CONSIGNES:
a) Selon le texte fourni, quel jour Craig Mokhiber a-t-il daté sa lettre de démission ?
b) Reproduisez le passage du texte fourni allant de « Craig Mokhiber, directeur » à « d’école de génocide. », en remplaçant « établissements médicaux » par « hôpitaux ».

TEXTE FOURNI:
En 2008, 2012, 2014 et 2021, Israël a lancé des opérations militaires causant d’importantes pertes humaines et destructions. Ces actions ont été documentées par plusieurs commissions d’enquêtes de l’ONU en 2009[10], 2013[11], 2015[12], 2019[13], et 2022[14]. Certains des actes commis par Israël dans le contexte de ces opérations ont déjà été qualifiés par l’ONU de crimes de guerre et de crimes contre l’humanité. Pourtant, malgré maints efforts, aucune procédure juridictionnelle n’a été engagée.
Depuis le 7 octobre, les Palestiniens et Palestiniennes de Gaza subissent un siège complet, joint à des ordres d’évacuation irréalisables, la destruction délibérée et systématique des habitations et des infrastructures civiles de la part d’Israël, constituant des crimes de guerre et des crimes contre l’humanité. De nombreux experts et juristes qualifient, au regard du droit international, les actions de l’État d’Israël de « crime de génocide ».
Dans un communiqué de presse datant du 2 novembre 2023, sept rapporteurs spéciaux des Nations Unies et des experts indépendants nommés par l’ONU ont estimé que le peuple palestinien « court un grave risque de génocide », ajoutant qu’il était « temps d’agir maintenant » et exprimant « leur profonde frustration face au refus d’Israël de mettre fin à ses plans de destruction de la Bande de Gaza assiégée » [15].
Craig Mokhiber, directeur du bureau de New York du Haut‑commissariat des Nations unies aux droits de l’Homme, a remis sa démission fin octobre 2023. Dans sa lettre de démission datant du 28 octobre 2023, il écrit : « À Gaza, les habitations, les écoles, les églises, les mosquées et les établissements médicaux sont attaqués sans raison et des milliers de civils sont massacrés. En Cisjordanie, y compris à Jérusalem occupée, les maisons sont saisies et réattribuées en fonction uniquement de la race. Par ailleurs, de violents pogroms perpétrés par les colons sont accompagnés par des unités militaires israéliennes. Dans tout le pays, l’apartheid règne. Il s’agit d’un cas d’école de génocide.

DONNÉES:
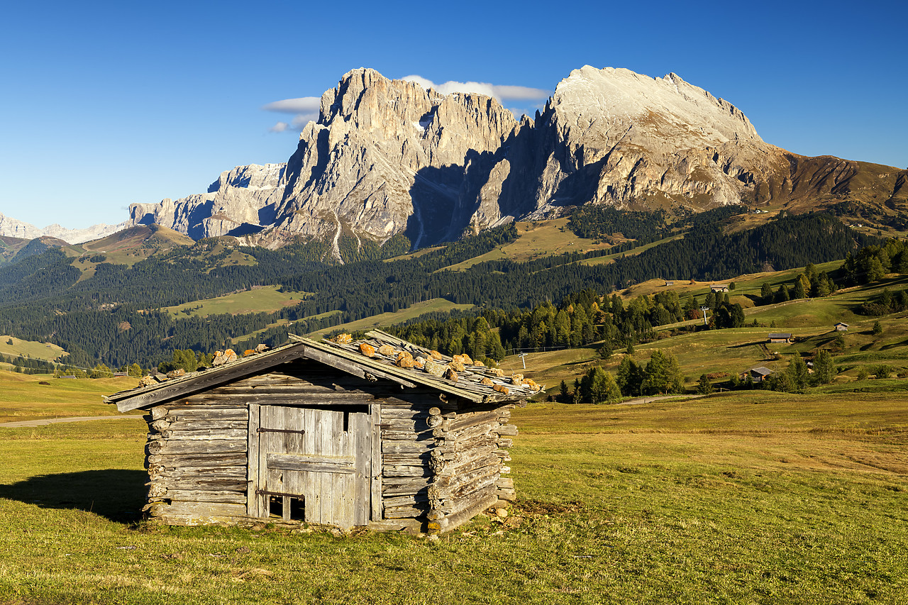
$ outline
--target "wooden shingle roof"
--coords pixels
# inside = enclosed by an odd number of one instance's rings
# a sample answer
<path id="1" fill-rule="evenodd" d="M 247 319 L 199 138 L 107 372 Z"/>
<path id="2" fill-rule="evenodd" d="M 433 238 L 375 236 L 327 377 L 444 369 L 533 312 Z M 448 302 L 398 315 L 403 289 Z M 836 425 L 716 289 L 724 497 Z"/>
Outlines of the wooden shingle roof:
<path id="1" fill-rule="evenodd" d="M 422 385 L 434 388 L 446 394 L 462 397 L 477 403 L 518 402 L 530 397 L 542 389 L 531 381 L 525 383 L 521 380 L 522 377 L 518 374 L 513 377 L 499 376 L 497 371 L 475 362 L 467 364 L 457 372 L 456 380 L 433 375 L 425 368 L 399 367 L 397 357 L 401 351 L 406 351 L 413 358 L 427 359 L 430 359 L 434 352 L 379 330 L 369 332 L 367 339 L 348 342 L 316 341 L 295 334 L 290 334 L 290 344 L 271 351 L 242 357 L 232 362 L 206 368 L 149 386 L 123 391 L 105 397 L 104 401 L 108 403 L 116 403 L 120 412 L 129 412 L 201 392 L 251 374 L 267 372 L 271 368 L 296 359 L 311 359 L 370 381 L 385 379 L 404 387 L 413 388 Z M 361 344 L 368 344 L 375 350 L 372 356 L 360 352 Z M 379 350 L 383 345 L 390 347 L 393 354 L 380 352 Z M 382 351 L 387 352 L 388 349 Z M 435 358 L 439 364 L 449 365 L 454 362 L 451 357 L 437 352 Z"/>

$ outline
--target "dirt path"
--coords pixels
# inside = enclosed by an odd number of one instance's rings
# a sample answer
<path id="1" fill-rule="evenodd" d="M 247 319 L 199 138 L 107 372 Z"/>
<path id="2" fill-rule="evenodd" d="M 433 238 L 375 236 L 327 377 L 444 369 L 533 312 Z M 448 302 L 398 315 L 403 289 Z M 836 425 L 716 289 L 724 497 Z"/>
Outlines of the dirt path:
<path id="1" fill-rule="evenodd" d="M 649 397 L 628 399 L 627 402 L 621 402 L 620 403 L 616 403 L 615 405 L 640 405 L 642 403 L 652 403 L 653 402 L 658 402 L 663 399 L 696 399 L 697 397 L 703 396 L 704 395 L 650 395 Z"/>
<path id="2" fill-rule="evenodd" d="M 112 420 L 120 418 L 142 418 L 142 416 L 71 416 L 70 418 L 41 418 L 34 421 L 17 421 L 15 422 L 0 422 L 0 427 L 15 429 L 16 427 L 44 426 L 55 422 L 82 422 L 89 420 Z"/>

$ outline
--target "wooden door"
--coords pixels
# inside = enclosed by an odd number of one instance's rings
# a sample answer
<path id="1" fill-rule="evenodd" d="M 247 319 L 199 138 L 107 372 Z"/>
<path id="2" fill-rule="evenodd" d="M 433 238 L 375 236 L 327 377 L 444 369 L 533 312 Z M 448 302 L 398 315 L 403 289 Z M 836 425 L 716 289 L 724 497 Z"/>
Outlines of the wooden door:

CORRIGÉ:
a) Le 28 octobre 2023.

b)
Craig Mokhiber, directeur du bureau de New York du Haut‑commissariat des Nations unies aux droits de l’Homme, a remis sa démission fin octobre 2023. Dans sa lettre de démission datant du 28 octobre 2023, il écrit : « À Gaza, les habitations, les écoles, les églises, les mosquées et les hôpitaux sont attaqués sans raison et des milliers de civils sont massacrés. En Cisjordanie, y compris à Jérusalem occupée, les maisons sont saisies et réattribuées en fonction uniquement de la race. Par ailleurs, de violents pogroms perpétrés par les colons sont accompagnés par des unités militaires israéliennes. Dans tout le pays, l’apartheid règne. Il s’agit d’un cas d’école de génocide.